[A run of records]
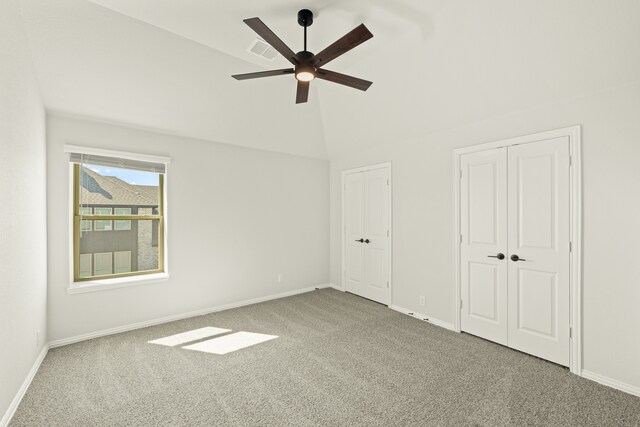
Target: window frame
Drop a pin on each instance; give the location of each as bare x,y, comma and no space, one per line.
160,217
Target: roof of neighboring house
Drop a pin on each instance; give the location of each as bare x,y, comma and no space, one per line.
96,189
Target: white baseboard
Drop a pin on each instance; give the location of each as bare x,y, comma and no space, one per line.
336,287
23,389
423,317
610,382
147,323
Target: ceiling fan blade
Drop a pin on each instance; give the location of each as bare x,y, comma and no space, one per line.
355,37
343,79
263,74
302,93
263,31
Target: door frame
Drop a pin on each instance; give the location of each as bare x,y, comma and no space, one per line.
385,165
575,212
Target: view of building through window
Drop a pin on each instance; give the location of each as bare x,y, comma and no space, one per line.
111,240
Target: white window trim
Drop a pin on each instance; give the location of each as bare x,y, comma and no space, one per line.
116,283
120,282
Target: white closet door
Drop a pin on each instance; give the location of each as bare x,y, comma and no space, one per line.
354,232
376,227
483,214
539,293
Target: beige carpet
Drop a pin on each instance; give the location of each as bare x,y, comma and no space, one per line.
340,360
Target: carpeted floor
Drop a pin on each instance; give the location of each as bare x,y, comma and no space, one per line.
339,360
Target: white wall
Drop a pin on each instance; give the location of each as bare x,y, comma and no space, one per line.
423,217
23,258
236,217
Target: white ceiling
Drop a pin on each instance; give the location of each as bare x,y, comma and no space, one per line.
435,64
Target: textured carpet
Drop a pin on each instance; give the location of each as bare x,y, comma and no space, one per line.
339,360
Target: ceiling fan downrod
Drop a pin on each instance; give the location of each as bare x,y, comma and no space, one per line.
305,19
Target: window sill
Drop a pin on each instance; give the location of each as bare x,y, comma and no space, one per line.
121,282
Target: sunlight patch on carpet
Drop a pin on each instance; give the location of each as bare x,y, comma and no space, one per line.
189,336
230,343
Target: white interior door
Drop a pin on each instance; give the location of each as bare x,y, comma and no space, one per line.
354,232
539,294
367,238
483,245
376,228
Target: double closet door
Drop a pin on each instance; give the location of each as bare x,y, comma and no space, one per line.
515,247
367,248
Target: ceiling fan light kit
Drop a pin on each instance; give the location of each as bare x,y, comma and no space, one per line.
307,66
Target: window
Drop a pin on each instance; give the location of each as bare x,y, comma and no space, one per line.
85,264
118,210
85,225
102,225
122,262
122,224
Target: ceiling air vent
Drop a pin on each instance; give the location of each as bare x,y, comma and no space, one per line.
263,50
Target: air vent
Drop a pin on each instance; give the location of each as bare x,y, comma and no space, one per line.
263,50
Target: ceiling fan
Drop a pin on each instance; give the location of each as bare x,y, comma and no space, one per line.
307,66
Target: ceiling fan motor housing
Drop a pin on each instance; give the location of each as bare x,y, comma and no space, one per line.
305,18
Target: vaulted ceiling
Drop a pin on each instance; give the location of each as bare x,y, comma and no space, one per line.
435,64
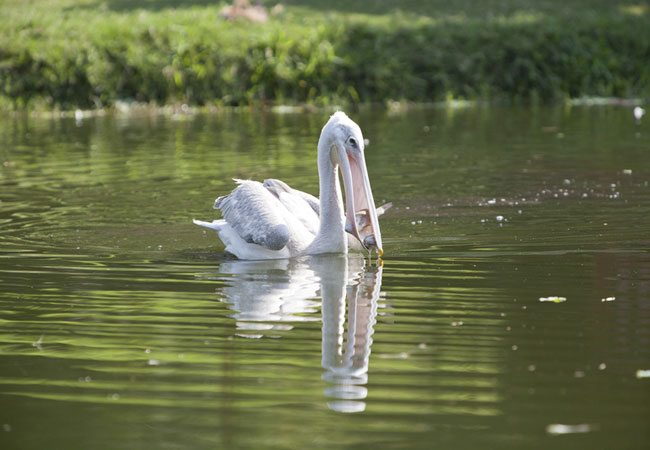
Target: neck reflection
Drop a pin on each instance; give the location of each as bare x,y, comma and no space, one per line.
268,297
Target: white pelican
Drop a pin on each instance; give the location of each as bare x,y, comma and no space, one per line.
270,220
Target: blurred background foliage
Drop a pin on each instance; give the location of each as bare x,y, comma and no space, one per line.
66,54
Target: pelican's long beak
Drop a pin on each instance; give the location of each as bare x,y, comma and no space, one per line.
361,215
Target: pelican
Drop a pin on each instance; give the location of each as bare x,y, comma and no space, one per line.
271,220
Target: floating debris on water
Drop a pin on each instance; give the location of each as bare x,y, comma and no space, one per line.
638,113
641,373
560,428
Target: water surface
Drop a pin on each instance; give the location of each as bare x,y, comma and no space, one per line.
122,325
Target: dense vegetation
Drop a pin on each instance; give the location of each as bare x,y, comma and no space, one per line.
85,53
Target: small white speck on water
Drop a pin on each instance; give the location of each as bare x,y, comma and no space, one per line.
641,373
553,299
559,428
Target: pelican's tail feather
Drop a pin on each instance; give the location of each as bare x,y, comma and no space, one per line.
214,225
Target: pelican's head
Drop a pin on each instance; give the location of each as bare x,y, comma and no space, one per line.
346,144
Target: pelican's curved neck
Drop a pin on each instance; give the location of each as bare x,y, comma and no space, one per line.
331,234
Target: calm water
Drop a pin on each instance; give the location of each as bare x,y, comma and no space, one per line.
124,326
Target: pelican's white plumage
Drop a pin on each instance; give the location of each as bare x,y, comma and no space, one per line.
271,220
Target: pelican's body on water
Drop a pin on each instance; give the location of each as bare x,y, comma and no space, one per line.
271,220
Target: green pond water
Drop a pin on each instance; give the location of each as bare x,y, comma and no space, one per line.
125,326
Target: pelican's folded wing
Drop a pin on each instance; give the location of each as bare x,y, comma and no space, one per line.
255,214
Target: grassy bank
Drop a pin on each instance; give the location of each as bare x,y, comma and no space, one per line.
86,53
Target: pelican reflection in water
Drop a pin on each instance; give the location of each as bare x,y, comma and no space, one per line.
269,296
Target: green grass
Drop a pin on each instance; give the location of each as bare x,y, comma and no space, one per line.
63,54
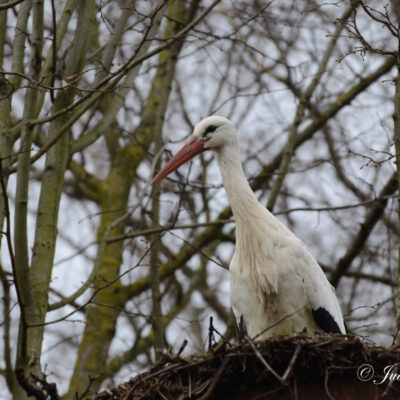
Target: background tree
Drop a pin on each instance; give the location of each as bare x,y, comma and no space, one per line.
98,270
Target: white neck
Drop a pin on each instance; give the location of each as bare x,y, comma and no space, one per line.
240,195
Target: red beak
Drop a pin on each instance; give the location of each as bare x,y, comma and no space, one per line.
189,150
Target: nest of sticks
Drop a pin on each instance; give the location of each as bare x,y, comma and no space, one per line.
279,363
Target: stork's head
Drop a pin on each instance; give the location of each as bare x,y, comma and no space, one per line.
211,133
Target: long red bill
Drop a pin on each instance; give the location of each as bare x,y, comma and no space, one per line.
189,150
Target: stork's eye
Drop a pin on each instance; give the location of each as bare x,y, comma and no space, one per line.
210,128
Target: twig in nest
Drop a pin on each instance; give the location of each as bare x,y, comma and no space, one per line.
215,381
264,362
292,361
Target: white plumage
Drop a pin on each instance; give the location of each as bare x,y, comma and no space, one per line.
277,286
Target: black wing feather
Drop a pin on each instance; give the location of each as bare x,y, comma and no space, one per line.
325,320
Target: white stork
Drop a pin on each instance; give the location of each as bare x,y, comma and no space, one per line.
277,286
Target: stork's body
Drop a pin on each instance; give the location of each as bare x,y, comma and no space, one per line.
277,286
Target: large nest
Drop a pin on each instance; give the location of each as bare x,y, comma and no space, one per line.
286,367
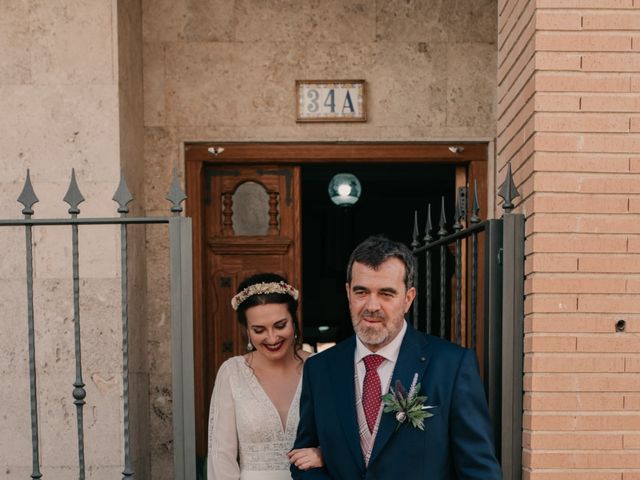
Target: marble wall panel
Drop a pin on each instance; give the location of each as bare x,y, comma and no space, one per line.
72,42
469,84
339,21
15,42
53,128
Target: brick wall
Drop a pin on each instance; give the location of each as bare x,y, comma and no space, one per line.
569,121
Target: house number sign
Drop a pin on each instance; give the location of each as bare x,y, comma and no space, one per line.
330,101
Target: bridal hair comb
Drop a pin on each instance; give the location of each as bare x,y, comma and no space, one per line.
263,289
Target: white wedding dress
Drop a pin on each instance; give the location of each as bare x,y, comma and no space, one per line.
246,438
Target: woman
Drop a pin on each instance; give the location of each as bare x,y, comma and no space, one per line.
254,407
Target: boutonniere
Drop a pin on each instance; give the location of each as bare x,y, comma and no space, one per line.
408,406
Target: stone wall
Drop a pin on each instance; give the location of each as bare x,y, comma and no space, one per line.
225,70
69,99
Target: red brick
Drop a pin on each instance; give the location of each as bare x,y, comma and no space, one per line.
572,401
583,382
591,459
582,162
583,42
608,343
574,441
558,61
550,202
611,62
631,401
618,263
609,224
573,363
572,475
608,422
551,262
584,4
581,122
621,183
611,20
608,304
544,303
549,343
632,364
582,82
602,102
572,323
553,20
571,283
563,102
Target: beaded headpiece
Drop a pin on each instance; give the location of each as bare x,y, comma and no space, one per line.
263,289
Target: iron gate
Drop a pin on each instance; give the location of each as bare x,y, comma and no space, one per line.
181,319
470,290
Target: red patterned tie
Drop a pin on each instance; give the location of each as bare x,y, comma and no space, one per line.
371,389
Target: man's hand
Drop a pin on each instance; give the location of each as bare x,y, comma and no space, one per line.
306,458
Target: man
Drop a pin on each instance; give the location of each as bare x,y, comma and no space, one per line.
340,405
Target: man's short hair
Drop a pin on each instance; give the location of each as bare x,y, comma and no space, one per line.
377,249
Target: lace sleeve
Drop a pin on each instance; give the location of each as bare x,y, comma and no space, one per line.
222,458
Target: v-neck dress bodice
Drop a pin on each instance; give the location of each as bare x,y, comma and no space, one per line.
247,440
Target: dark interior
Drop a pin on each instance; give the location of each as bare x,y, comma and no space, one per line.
391,193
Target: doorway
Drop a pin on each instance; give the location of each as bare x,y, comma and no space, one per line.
303,236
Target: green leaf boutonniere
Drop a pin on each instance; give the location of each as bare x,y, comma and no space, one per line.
409,406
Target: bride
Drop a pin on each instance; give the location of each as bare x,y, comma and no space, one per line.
254,410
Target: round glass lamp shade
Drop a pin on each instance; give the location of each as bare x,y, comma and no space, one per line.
344,189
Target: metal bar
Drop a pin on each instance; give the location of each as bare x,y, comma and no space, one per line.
458,292
83,221
428,288
493,325
454,236
443,296
512,344
474,288
184,447
35,453
124,284
79,392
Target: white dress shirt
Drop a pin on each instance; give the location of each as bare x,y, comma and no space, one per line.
385,370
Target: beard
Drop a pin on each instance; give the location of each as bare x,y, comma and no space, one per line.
372,334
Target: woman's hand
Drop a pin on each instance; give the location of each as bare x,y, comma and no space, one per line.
306,458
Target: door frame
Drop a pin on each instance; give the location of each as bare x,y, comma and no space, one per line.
472,156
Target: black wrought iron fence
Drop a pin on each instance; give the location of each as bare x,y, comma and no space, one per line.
470,290
181,317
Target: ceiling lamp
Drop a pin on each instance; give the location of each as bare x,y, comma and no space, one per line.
344,189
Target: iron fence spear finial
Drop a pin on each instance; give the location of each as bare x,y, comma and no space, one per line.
28,196
122,196
475,208
73,197
443,221
176,195
508,191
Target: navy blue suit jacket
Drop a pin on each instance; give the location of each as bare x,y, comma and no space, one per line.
457,442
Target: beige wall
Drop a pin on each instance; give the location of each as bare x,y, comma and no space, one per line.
225,70
568,122
70,97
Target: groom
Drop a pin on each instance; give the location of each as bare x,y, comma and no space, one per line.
340,406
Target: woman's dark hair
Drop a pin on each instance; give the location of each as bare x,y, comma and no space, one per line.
266,298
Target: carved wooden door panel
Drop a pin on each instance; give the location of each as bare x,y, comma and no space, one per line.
251,216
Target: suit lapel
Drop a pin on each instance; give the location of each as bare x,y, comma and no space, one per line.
342,375
413,358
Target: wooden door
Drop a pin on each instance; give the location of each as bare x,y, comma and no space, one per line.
251,223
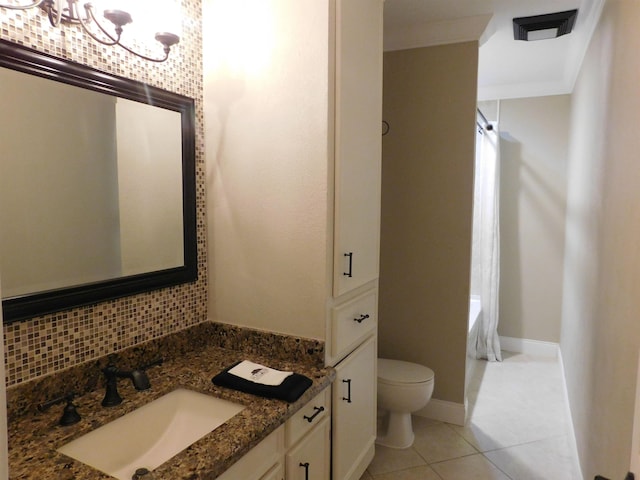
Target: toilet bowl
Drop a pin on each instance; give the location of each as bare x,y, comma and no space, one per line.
403,388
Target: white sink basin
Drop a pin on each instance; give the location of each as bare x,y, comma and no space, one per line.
152,434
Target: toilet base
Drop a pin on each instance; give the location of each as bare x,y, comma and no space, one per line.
399,431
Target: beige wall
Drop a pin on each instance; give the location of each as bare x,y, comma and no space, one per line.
427,189
600,327
534,135
267,110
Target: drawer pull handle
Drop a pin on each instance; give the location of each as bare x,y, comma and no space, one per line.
350,272
305,465
348,397
318,410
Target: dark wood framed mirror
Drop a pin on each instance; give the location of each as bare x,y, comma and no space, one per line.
97,185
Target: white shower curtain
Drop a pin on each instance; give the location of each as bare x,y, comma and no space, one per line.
487,341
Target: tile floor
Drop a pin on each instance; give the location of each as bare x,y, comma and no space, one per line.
517,430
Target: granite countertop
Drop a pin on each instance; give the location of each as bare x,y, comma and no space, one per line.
34,437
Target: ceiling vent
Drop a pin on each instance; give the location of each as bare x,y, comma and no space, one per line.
543,27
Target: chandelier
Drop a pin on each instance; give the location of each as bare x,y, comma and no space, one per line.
82,12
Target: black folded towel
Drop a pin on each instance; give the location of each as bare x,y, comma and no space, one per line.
289,390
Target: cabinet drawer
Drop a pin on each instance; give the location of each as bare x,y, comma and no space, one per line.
308,417
352,322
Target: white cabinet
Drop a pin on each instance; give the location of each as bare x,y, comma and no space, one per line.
358,150
352,328
263,462
354,412
307,439
309,459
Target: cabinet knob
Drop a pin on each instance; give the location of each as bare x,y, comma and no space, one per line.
349,272
306,470
318,411
348,397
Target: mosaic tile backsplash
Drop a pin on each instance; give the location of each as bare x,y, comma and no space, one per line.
47,344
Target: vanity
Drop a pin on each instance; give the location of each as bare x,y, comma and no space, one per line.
288,444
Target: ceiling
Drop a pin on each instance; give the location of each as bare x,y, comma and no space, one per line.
507,68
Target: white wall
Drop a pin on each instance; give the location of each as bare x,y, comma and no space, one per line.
600,334
266,104
534,135
4,447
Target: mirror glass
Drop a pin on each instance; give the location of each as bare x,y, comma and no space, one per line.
97,185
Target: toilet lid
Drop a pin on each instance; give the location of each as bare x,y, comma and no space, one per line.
397,371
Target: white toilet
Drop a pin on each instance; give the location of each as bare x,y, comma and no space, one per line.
403,388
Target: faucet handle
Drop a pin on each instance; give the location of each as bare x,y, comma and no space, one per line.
111,396
70,415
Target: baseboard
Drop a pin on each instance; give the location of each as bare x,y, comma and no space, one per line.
572,434
529,347
443,411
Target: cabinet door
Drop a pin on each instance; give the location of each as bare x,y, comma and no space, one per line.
354,413
309,459
358,143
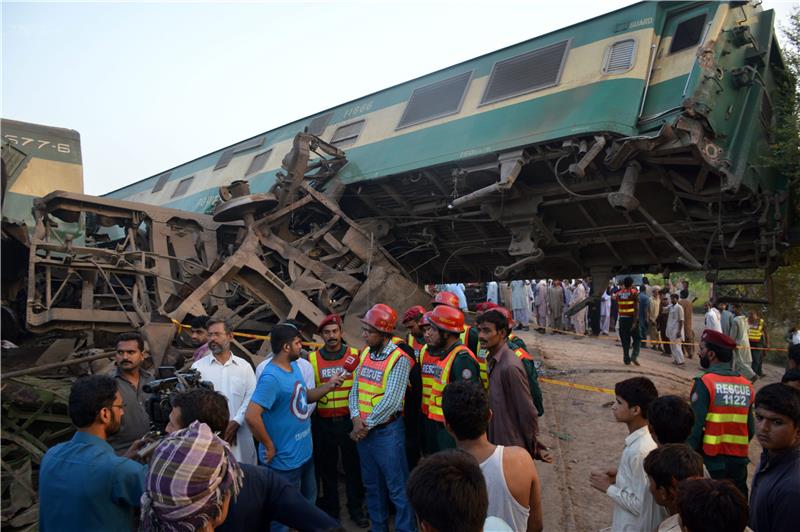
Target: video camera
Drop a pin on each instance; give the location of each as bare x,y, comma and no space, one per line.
163,389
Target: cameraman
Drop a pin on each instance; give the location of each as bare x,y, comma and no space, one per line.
264,496
130,379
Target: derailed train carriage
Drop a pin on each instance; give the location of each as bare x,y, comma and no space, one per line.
633,141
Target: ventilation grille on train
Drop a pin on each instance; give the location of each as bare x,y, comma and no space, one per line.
347,134
227,155
318,125
162,180
526,73
435,100
620,56
258,162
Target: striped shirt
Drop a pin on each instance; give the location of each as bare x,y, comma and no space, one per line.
392,400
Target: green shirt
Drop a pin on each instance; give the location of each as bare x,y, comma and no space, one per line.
700,399
464,368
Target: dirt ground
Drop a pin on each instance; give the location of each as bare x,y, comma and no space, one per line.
579,427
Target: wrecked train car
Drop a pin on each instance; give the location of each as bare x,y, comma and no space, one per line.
633,141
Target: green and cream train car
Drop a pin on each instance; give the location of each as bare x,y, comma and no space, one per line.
636,140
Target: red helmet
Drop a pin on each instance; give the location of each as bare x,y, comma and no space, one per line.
413,314
388,309
507,313
447,319
381,317
425,321
486,306
446,298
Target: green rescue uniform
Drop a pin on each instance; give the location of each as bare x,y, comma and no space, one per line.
733,468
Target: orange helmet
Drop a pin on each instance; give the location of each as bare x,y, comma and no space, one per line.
507,313
446,298
447,319
381,317
388,309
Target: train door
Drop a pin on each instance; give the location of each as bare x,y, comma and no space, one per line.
683,30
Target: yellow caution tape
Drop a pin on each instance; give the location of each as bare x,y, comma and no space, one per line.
577,386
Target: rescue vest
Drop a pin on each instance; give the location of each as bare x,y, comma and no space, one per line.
333,404
725,432
522,354
439,372
396,340
756,333
372,378
464,337
427,381
484,374
417,346
626,302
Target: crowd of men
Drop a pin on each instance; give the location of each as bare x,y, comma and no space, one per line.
438,427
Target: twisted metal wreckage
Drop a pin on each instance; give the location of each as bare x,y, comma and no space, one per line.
261,258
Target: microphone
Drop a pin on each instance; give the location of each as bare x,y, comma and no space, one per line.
351,363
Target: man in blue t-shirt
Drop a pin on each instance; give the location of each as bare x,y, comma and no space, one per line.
279,417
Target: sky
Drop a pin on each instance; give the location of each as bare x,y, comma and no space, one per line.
151,85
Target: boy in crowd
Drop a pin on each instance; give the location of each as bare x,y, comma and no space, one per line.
634,507
511,477
447,492
776,486
670,419
665,467
707,505
264,497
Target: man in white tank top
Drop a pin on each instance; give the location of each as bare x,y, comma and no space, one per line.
511,478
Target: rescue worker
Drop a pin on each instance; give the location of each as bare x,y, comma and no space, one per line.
527,361
722,401
470,335
514,341
412,414
331,425
757,335
376,406
628,304
446,360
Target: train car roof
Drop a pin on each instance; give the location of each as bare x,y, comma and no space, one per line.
413,80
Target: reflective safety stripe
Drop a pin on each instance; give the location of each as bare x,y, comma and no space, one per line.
725,438
756,333
726,432
334,403
726,418
484,374
437,389
425,360
372,378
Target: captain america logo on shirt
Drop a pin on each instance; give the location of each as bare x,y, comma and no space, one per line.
299,401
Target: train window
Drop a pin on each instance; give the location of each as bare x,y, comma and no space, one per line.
258,162
526,73
620,56
162,180
318,125
688,33
347,134
436,100
227,155
182,187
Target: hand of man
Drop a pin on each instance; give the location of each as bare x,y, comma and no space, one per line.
359,430
600,481
135,446
269,453
230,432
337,380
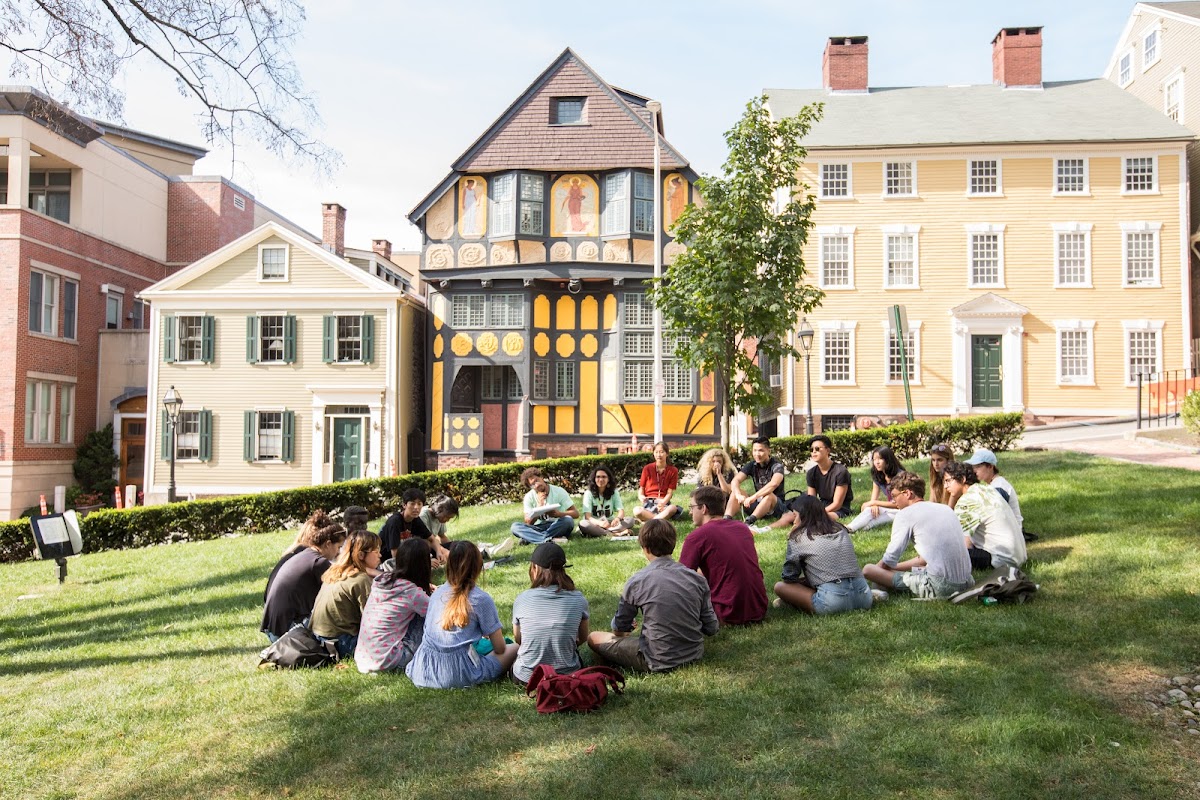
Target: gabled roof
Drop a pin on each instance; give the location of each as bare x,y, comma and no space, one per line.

WHAT NEEDS TO BE DONE |
Using the records above, extract exactly and only the lines from the one with "Target: train car roof" through the final line, inclusive, leaving out pictures.

WRITTEN REPLY |
Target: train car roof
Drop a pin on each instance; give the location of each as bare x,y, comma and no space, one per line.
413,80
Target: reflective safety stripe
Drop a pin on each instance; give the location of each as bare x,y, comma and no space, one per line.
725,438
756,333
726,432
334,403
726,418
484,374
437,389
425,360
372,378
Target: captain america logo on shirt
Drop a pin on each instance; give the location of each as bare x,y, comma and no space, one per line.
299,401
Target: train window
Drop a pin on each instance; give the location of each as bare x,y, comma and no space, one per line.
258,162
526,73
620,56
162,180
318,125
688,33
347,134
436,100
227,155
182,187
Target: hand of man
Drop a pin on each instance; give the location of each as bare x,y, comma and no space, one per line.
359,430
600,481
135,446
269,453
230,432
337,380
Target: gabled roof
Drop a pin on each instance; give the location of each as bare x,y, comma and no space, one per line.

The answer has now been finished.